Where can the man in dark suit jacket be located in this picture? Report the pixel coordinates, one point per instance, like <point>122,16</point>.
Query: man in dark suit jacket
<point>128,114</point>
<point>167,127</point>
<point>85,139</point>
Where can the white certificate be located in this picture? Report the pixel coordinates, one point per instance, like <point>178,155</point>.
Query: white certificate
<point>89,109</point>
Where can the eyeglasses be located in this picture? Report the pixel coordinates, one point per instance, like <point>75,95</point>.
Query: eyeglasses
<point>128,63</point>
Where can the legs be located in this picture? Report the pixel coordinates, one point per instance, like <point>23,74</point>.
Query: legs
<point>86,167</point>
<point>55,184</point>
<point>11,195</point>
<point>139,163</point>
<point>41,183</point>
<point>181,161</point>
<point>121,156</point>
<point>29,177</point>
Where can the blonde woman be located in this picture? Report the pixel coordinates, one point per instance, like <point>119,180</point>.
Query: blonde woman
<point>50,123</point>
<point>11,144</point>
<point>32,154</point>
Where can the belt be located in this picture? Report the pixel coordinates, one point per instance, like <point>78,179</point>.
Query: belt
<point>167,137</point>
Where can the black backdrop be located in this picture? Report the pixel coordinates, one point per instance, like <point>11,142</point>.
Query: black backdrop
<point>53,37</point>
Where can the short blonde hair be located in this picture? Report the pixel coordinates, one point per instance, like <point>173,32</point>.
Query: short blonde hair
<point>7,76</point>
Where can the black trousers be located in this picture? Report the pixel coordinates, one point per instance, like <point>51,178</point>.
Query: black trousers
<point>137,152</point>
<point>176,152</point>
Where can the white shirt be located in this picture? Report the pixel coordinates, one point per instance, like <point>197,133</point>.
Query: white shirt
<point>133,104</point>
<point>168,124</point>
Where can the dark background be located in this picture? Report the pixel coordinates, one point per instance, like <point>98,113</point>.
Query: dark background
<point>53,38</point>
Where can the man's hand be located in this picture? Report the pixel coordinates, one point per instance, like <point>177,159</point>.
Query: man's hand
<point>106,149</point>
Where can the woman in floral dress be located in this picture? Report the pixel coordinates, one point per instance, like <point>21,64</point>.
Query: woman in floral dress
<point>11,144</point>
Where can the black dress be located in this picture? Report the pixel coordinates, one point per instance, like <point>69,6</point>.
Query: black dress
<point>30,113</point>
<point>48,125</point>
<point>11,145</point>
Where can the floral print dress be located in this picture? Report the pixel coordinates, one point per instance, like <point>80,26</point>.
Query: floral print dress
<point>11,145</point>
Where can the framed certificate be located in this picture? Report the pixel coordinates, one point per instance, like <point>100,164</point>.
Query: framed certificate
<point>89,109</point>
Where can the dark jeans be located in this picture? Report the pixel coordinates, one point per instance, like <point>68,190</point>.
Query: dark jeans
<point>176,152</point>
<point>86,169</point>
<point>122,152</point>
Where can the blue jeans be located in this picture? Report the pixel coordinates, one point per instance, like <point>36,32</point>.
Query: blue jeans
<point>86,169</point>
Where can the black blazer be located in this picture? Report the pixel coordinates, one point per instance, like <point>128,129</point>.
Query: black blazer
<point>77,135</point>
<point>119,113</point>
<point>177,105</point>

-*-*-

EXERCISE OBJECTIVE: Once you have read the records above, write them all out exactly.

SOLUTION FOR THIS EXERCISE:
Where can the man in dark suit jacket be located in this picture? Report the pixel coordinates, one point per instance, like <point>122,16</point>.
Query: man in dark suit jacket
<point>128,114</point>
<point>167,127</point>
<point>85,139</point>
Where can the white certificate be located in this picture? Report the pixel coordinates, one point per instance, like <point>178,155</point>.
Query: white certificate
<point>89,109</point>
Where can the eyeglasses be located in this picture? Report the pixel coordinates, one point per instance, like <point>75,95</point>.
Query: eyeglasses
<point>128,63</point>
Where can the legs be located in this picture? Report the pixel coordinates, one point per instance, like <point>23,74</point>.
Query: legs
<point>86,167</point>
<point>55,184</point>
<point>11,195</point>
<point>139,163</point>
<point>41,183</point>
<point>181,161</point>
<point>121,156</point>
<point>29,177</point>
Where can the blonde woman be located in this picture? Report the pixel coordinates, one point per instance, like <point>119,180</point>.
Query: blonde woman
<point>50,123</point>
<point>11,144</point>
<point>32,154</point>
Where can the belt be located in this picture? Report the pixel coordinates, one point per instance, like <point>78,179</point>.
Query: belt
<point>167,137</point>
Where can the black backdrop be located in this picture? Report the pixel coordinates, one point per instance, like <point>11,142</point>.
Query: black backdrop
<point>53,37</point>
Where can the short blonde hair be located in this picture? Report the pixel coordinates, one point per instance, like <point>173,32</point>.
Query: short blonde hair
<point>7,76</point>
Where can the black trousers be located in this picture? Report the pixel coordinates, one point per instance, like <point>51,178</point>.
Query: black trousers
<point>137,152</point>
<point>176,152</point>
Where can the white shirt be located in this picture? Report the pixel coordinates, one point per instance, like <point>197,133</point>.
Query: white shirt
<point>133,104</point>
<point>168,124</point>
Where can the dark background be located in this picture? Report the pixel coordinates, one point per instance, like <point>98,113</point>.
Query: dark background
<point>53,38</point>
Where can the man's hand be located in this picture? Report the pixel coordinates, one point per instance, like <point>177,159</point>.
Query: man's hand
<point>106,149</point>
Where can the woman in floral dress be located in this picture? Report the pixel coordinates, one point per instance, like <point>21,64</point>.
Query: woman in floral dress
<point>11,144</point>
Where can the black dress be located in this picture? Report the pixel coordinates, one point per instance, like <point>69,6</point>.
Query: black dress
<point>30,113</point>
<point>48,125</point>
<point>11,145</point>
Where can the floral print dress be located in this picture? Report the pixel coordinates, one point per instance, like <point>80,26</point>.
Query: floral print dress
<point>11,145</point>
Where can the framed certificate be located in this picture? Report the pixel coordinates, one point per instance, like <point>100,164</point>.
Query: framed certificate
<point>89,109</point>
Where can the dark jeans be located in this picture? Report the pixel coordinates, one point per instance, like <point>68,190</point>.
Query: dark jeans
<point>176,152</point>
<point>86,169</point>
<point>122,152</point>
Where can the blue jeans be located in this picture? Report the pixel coordinates, one point per instance, like <point>36,32</point>.
Query: blue jeans
<point>86,169</point>
Where can the black blazer be located in this picture? Report the pixel coordinates, one point per instance, like <point>128,129</point>.
Query: black blazer
<point>77,135</point>
<point>119,113</point>
<point>177,105</point>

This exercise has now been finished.